Excerpted passage
────────────────────

The people of a tribe share a common bond and in their own language, their word for “man” is often the word used for the name of the tribe. For example, in Arnhem Land, people are called Yolgnu when they are from the Yolgnu tribe, and this is the Yolgnu name for “man”. People from another tribe are outsiders.
Tribes were generally not a war-making group, they were not led by a chief, and people generally use their moiety or skin name to describe themselves individually, rather than their tribal name. There were an estimated 500 Aboriginal tribes in Australia at the time of European settlement. Of these, about 400 still have people representing them, and in much of central and northern Australia, these tribes are largely intact.

────────────────────

Data extract

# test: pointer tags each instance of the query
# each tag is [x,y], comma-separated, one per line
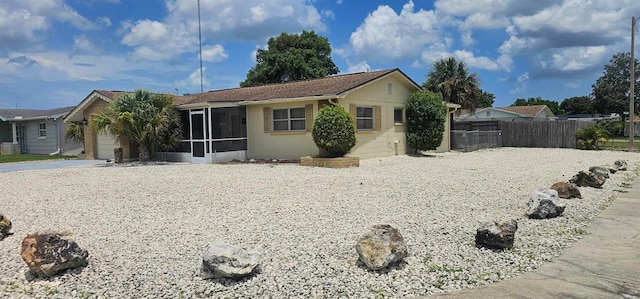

────────────────────

According to the passage on Aboriginal tribes, about how many of those tribes still have people representing them?

About 400.